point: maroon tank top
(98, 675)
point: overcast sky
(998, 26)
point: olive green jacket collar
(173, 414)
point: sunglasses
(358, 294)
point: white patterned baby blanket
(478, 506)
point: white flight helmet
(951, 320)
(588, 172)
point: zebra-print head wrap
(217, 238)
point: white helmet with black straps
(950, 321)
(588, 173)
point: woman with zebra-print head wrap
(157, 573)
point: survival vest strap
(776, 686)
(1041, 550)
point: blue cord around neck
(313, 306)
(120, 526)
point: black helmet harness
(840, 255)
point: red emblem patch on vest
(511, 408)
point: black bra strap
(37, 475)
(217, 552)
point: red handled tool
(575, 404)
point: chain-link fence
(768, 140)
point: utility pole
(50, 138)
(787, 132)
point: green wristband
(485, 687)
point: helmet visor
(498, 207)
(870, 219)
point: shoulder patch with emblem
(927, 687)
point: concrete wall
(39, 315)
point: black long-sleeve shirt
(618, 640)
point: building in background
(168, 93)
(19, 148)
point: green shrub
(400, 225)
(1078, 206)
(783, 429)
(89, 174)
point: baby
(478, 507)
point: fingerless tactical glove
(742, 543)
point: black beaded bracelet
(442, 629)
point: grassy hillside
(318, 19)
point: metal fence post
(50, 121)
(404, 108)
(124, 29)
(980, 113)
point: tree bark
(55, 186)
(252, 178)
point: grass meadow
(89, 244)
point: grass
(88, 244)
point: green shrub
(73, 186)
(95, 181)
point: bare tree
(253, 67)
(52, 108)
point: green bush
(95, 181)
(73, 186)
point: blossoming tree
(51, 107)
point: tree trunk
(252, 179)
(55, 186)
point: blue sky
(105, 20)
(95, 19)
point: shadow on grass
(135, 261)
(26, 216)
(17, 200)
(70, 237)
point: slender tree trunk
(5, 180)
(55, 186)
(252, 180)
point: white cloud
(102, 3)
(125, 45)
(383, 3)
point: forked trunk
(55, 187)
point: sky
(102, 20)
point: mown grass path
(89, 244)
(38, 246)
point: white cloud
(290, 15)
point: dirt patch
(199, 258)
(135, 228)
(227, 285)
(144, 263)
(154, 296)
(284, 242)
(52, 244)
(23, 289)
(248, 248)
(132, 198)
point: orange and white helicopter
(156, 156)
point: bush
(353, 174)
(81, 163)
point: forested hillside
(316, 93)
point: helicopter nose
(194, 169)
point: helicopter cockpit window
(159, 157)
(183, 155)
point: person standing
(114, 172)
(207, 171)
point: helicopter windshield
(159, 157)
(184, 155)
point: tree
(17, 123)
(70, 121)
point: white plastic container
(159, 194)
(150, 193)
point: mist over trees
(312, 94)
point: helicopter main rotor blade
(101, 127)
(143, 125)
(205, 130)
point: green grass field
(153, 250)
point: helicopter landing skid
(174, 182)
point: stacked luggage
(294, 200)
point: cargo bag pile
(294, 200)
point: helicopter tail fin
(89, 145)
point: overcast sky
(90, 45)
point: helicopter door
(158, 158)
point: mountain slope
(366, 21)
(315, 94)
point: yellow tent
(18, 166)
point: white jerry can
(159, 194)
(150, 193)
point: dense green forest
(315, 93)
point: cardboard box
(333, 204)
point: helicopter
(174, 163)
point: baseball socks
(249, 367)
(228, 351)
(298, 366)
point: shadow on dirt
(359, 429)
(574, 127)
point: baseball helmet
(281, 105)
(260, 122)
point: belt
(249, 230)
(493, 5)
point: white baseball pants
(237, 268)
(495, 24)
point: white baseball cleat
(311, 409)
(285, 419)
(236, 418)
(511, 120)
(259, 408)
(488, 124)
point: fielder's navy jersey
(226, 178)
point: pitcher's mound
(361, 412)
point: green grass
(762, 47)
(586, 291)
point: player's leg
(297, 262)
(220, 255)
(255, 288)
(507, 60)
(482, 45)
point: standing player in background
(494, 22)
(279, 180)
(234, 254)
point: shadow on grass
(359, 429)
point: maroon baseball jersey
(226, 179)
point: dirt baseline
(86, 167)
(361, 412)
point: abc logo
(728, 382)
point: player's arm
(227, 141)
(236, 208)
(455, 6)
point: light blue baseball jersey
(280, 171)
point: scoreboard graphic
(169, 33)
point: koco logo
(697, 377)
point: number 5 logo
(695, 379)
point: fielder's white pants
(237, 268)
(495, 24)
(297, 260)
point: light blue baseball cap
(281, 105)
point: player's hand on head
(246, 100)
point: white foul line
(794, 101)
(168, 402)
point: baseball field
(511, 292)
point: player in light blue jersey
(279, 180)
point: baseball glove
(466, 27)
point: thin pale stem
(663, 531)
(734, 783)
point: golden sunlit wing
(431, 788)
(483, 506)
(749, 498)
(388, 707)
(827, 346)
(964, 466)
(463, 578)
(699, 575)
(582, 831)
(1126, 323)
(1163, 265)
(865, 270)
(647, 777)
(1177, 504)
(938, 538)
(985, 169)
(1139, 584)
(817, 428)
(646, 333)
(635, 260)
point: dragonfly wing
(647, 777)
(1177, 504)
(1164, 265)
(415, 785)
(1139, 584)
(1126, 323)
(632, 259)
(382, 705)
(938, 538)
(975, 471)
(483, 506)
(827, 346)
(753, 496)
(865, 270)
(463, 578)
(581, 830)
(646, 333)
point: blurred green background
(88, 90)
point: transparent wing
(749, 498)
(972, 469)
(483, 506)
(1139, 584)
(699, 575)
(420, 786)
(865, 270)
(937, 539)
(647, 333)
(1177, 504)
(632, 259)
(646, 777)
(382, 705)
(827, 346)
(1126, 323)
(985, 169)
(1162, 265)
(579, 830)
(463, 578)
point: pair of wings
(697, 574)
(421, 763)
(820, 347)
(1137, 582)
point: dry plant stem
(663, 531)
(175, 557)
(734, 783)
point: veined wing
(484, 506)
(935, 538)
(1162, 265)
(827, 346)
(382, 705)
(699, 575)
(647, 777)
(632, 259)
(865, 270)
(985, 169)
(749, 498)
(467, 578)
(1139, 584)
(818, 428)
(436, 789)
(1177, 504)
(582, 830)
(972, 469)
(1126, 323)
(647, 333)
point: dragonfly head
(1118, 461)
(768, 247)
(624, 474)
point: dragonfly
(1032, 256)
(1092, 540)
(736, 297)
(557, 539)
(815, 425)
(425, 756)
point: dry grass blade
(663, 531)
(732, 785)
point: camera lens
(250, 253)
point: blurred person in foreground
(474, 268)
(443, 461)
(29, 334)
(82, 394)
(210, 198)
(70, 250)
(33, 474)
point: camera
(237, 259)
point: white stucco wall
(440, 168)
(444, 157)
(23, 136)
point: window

> Problem statement: Write the whole of the data out again exactly as it stands.

> Output for this task:
point: maroon tank top
(98, 675)
point: overcast sky
(998, 26)
point: olive green jacket collar
(173, 414)
point: sunglasses
(358, 294)
point: white patterned baby blanket
(478, 506)
point: white flight helmet
(951, 320)
(588, 172)
point: zebra-print head wrap
(217, 238)
point: white helmet with black straps
(950, 321)
(588, 173)
point: woman with zebra-print head wrap
(157, 573)
point: survival vest strap
(776, 686)
(1041, 550)
point: blue cord around neck
(313, 306)
(120, 526)
point: black helmet harness
(840, 255)
point: red emblem patch on vest
(511, 408)
point: black bra strap
(37, 475)
(217, 552)
point: red handled tool
(575, 404)
point: chain-link fence
(768, 140)
point: utility pole
(50, 138)
(787, 132)
point: green wristband
(485, 687)
point: helmet visor
(498, 207)
(870, 219)
point: shoulder patch with emblem
(927, 687)
point: concrete wall
(39, 315)
point: black long-sleeve shirt
(618, 640)
point: building in background
(168, 93)
(19, 148)
point: green shrub
(400, 225)
(1078, 206)
(783, 429)
(89, 174)
point: baby
(478, 507)
point: fingerless tactical glove
(742, 543)
point: black beaded bracelet
(442, 629)
point: grassy hillside
(318, 19)
point: metal fence post
(50, 121)
(404, 108)
(124, 29)
(980, 113)
point: tree bark
(55, 186)
(252, 178)
point: grass meadow
(89, 244)
point: grass
(88, 244)
point: green shrub
(73, 186)
(95, 181)
point: bare tree
(253, 67)
(52, 108)
point: green bush
(95, 181)
(73, 186)
point: blossoming tree
(51, 107)
point: tree trunk
(252, 179)
(55, 186)
point: blue sky
(105, 20)
(95, 19)
point: shadow on grass
(135, 261)
(26, 216)
(17, 200)
(70, 237)
point: slender tree trunk
(5, 180)
(55, 186)
(252, 180)
point: white cloud
(102, 3)
(125, 45)
(383, 3)
point: forked trunk
(55, 187)
point: sky
(102, 20)
point: mown grass path
(89, 244)
(38, 246)
point: white cloud
(290, 15)
point: dirt patch
(199, 258)
(135, 228)
(227, 285)
(144, 263)
(154, 296)
(284, 242)
(52, 244)
(23, 289)
(248, 248)
(132, 198)
point: orange and white helicopter
(156, 156)
point: bush
(353, 174)
(81, 163)
point: forested hillside
(316, 93)
point: helicopter nose
(194, 169)
point: helicopter cockpit window
(159, 157)
(183, 155)
point: person standing
(114, 172)
(207, 171)
point: helicopter windshield
(159, 157)
(184, 155)
point: tree
(17, 123)
(70, 121)
point: white plastic container
(159, 194)
(150, 193)
point: mist over trees
(312, 94)
point: helicopter main rotor blade
(101, 127)
(143, 125)
(205, 130)
point: green grass field
(153, 250)
point: helicopter landing skid
(174, 182)
point: stacked luggage
(294, 200)
point: cargo bag pile
(294, 200)
point: helicopter tail fin
(89, 145)
point: overcast sky
(90, 45)
point: helicopter door
(158, 158)
point: mountain slope
(366, 21)
(315, 94)
point: yellow tent
(18, 166)
point: white jerry can
(159, 194)
(150, 193)
point: dense green forest
(315, 93)
point: cardboard box
(333, 204)
point: helicopter
(174, 163)
point: baseball socks
(249, 367)
(228, 351)
(298, 366)
point: shadow on dirt
(359, 429)
(574, 127)
point: baseball helmet
(281, 105)
(260, 122)
point: belt
(249, 230)
(493, 5)
point: white baseball pants
(237, 268)
(495, 24)
point: white baseball cleat
(311, 409)
(285, 419)
(236, 418)
(511, 120)
(259, 408)
(488, 124)
point: fielder's navy jersey
(226, 178)
point: pitcher's mound
(361, 412)
point: green grass
(762, 47)
(586, 291)
point: player's leg
(297, 262)
(220, 255)
(255, 288)
(507, 60)
(482, 45)
point: standing player in background
(494, 22)
(279, 180)
(234, 254)
point: shadow on grass
(359, 429)
point: maroon baseball jersey
(226, 179)
point: dirt baseline
(86, 167)
(361, 412)
point: abc logo
(728, 382)
point: player's arm
(227, 141)
(236, 208)
(455, 6)
point: light blue baseball jersey
(280, 171)
point: scoreboard graphic
(169, 33)
point: koco logo
(697, 377)
point: number 5 logo
(695, 379)
point: fielder's white pants
(237, 268)
(495, 24)
(297, 260)
point: light blue baseball cap
(281, 105)
point: player's hand on head
(246, 100)
point: white foul line
(794, 101)
(168, 402)
point: baseball field
(511, 292)
point: player in light blue jersey
(279, 180)
point: baseball glove
(466, 27)
point: thin pale stem
(663, 531)
(734, 783)
point: golden sunlit wing
(431, 788)
(483, 506)
(749, 498)
(388, 707)
(827, 346)
(964, 466)
(463, 578)
(699, 575)
(582, 831)
(1126, 323)
(1163, 265)
(865, 270)
(647, 777)
(1177, 504)
(938, 538)
(985, 169)
(1139, 584)
(817, 428)
(646, 333)
(635, 260)
point: dragonfly wing
(647, 777)
(1177, 504)
(1164, 265)
(415, 785)
(1139, 584)
(1126, 323)
(632, 259)
(382, 705)
(938, 538)
(975, 471)
(483, 506)
(827, 346)
(753, 496)
(865, 270)
(463, 578)
(581, 830)
(646, 333)
point: blurred green background
(88, 90)
point: transparent wing
(749, 498)
(972, 469)
(483, 506)
(1139, 584)
(699, 575)
(420, 786)
(865, 270)
(937, 539)
(647, 333)
(1177, 504)
(632, 259)
(646, 777)
(382, 705)
(827, 346)
(1126, 323)
(985, 169)
(1162, 265)
(579, 830)
(463, 578)
point: pair of wings
(697, 574)
(421, 763)
(820, 347)
(1137, 582)
point: dry plant stem
(663, 531)
(175, 557)
(734, 783)
point: veined wing
(484, 506)
(935, 538)
(1162, 265)
(827, 346)
(382, 705)
(699, 575)
(647, 777)
(632, 259)
(865, 270)
(985, 169)
(749, 498)
(467, 578)
(1139, 584)
(818, 428)
(436, 789)
(1177, 504)
(582, 830)
(972, 469)
(1126, 323)
(647, 333)
point: dragonfly head
(1118, 461)
(768, 247)
(624, 474)
point: dragonfly
(1032, 256)
(1092, 540)
(736, 297)
(557, 539)
(815, 425)
(425, 756)
point: dry grass blade
(663, 531)
(732, 785)
point: camera lens
(250, 253)
point: blurred person in foreground
(474, 268)
(443, 461)
(29, 334)
(82, 394)
(210, 198)
(70, 250)
(33, 474)
point: camera
(237, 259)
point: white stucco wall
(440, 168)
(444, 157)
(23, 136)
point: window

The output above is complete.